Selected text
※

# Marimo fell apart!



## iElBeau (Feb 20, 2012)

So apparently I'm just having a million and a half tank issues lately.

This morning, when doing my regular water change on the guppy tank, I pulled out both my marimo for their occasional roll/wash, and one of them *fell apart!* 

Now it's always had a "crack" in it, but not like this - it literally broke in *half* today.

So now it's isolated in a little betta cup. It was about 2 inches in diameter, and was the larger of my two moss balls (both of which I bought at the same time over two years ago). I don't really want to separate it and reform it into several - like what would I do with a million little moss balls? LOL.

_Does anyone have thoughts on how I can get this thing to reform?_ 

(Has anyone ever had this happen before? I've never heard of one falling apart…)

※

Data shown
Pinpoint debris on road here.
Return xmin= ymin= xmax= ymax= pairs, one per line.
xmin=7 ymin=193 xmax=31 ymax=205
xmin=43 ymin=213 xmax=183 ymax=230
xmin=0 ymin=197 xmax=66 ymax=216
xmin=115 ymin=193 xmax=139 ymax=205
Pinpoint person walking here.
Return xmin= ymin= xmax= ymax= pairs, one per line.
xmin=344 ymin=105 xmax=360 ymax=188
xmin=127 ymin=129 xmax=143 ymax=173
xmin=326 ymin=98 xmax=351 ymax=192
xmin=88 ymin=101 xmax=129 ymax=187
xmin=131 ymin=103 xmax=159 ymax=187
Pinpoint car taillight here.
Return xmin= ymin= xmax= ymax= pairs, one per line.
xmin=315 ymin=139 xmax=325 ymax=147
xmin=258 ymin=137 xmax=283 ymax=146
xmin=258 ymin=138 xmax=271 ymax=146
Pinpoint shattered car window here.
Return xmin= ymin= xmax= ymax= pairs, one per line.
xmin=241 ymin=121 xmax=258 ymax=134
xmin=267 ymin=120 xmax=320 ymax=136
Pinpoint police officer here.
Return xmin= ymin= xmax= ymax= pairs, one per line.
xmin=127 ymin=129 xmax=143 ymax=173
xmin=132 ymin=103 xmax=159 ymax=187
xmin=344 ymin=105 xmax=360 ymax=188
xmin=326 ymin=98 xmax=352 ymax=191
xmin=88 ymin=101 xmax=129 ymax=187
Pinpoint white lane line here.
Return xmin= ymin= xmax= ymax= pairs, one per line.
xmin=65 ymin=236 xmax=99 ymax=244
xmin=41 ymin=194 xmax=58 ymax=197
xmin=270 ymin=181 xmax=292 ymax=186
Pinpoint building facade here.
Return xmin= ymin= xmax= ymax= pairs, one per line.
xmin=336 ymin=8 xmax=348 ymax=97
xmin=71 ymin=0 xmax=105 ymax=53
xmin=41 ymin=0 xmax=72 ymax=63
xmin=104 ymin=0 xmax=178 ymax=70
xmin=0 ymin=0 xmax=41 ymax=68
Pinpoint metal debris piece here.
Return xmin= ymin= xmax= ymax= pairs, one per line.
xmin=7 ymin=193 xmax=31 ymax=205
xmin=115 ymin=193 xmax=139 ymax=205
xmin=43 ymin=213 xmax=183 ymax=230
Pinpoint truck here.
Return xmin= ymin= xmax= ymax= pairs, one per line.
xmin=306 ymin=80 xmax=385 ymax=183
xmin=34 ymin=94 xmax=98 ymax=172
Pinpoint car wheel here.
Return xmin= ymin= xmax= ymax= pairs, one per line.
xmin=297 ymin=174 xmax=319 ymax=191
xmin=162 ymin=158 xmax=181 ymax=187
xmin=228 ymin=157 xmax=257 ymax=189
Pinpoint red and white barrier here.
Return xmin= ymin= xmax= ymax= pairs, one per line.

※

Exercise requirements
A - Translate this sentence from the marimo forum post into Spanish: "So now it's isolated in a little betta cup."
B - Answer these questions using the marimo forum post:
(i) Which tank was getting its regular water change that morning?
(ii) About how wide was the marimo that broke?
(iii) How long ago were the two moss balls bought?
C - Write a continuation of the marimo forum post, picking up after its final sentence.

Outputs for the tasks
A - Así que ahora está aislado en un pequeño vaso para betta.

B -
(i) The guppy tank.
(ii) About 2 inches in diameter.
(iii) Over two years ago.

C -
----------



## Rimbaum (May 22, 2014)

If it's had a 'crack' in it, it was likely getting ready to split anyways, which is how marimo reproduce. The best thing you can do is roll them into balls, keep one, and maybe you can give away or try to sell the other.


----------



## myexplodingcat (Apr 9, 2014)

They probably won't stay little if they're reproducing. Just reform them.

If you really don't want to do that, you might be able to stitch it back together with acrylic thread. Don't use cotton thread, that'll disintegrate in water.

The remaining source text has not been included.